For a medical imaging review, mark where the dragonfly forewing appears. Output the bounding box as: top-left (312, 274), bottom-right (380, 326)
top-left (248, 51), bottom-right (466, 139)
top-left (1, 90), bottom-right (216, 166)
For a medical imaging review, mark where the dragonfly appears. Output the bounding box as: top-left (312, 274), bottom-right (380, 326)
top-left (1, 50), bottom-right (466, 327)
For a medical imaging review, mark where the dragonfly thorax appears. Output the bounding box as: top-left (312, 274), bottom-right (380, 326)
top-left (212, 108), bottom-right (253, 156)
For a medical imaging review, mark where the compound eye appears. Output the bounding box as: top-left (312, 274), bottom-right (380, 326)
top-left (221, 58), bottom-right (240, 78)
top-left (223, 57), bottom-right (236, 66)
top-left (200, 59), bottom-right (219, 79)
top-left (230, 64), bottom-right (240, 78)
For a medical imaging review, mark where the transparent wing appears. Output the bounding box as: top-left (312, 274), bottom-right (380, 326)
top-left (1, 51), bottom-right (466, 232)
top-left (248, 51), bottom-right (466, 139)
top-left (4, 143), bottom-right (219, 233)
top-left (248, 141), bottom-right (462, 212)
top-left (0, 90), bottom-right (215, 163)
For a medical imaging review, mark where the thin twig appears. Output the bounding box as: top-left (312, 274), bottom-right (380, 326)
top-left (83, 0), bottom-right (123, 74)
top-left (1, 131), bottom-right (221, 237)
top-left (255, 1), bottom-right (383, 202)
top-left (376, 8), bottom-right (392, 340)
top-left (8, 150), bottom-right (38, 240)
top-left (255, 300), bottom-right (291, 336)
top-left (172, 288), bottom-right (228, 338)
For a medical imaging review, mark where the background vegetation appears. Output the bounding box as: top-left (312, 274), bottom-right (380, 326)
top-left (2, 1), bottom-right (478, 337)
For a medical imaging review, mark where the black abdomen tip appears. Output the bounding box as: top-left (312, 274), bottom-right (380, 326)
----------
* **AIM OF THE EXERCISE**
Retype all the records, matching them exactly.

* **SOLUTION TO THE PROBLEM**
For a medical imaging review, mark where the dragonfly forewing appears. Output the bounding box as: top-left (312, 274), bottom-right (380, 326)
top-left (248, 51), bottom-right (466, 139)
top-left (1, 90), bottom-right (216, 166)
For a medical imaging review, mark where the dragonfly appears. Output the bounding box as: top-left (312, 274), bottom-right (380, 326)
top-left (1, 50), bottom-right (466, 327)
For a medical imaging review, mark where the dragonfly thorax appears. Output the bounding box as: top-left (312, 274), bottom-right (380, 326)
top-left (212, 108), bottom-right (253, 156)
For a medical imaging review, mark where the compound eye appears. Output the bounding box as: top-left (312, 274), bottom-right (380, 326)
top-left (221, 58), bottom-right (240, 78)
top-left (223, 57), bottom-right (236, 66)
top-left (200, 59), bottom-right (219, 79)
top-left (230, 64), bottom-right (240, 78)
For a medical imaging review, mark where the transparent wing appears. Output the bounding box as: top-left (312, 274), bottom-right (380, 326)
top-left (1, 51), bottom-right (466, 232)
top-left (248, 51), bottom-right (466, 139)
top-left (4, 143), bottom-right (219, 233)
top-left (248, 141), bottom-right (462, 212)
top-left (0, 90), bottom-right (215, 163)
For a medical imaging review, mark where the thin twig appears. Output the bounding box as: top-left (312, 274), bottom-right (380, 326)
top-left (83, 0), bottom-right (123, 74)
top-left (1, 131), bottom-right (221, 237)
top-left (255, 1), bottom-right (383, 202)
top-left (376, 8), bottom-right (392, 340)
top-left (8, 150), bottom-right (38, 240)
top-left (255, 300), bottom-right (291, 336)
top-left (172, 288), bottom-right (228, 338)
For a medical imaging review, mark where the background vegetation appears. Output the bounding box as: top-left (312, 274), bottom-right (380, 326)
top-left (2, 1), bottom-right (478, 337)
For a medical imaging review, mark where the black abdomen tip appears. Output the bounding box as: top-left (312, 274), bottom-right (380, 326)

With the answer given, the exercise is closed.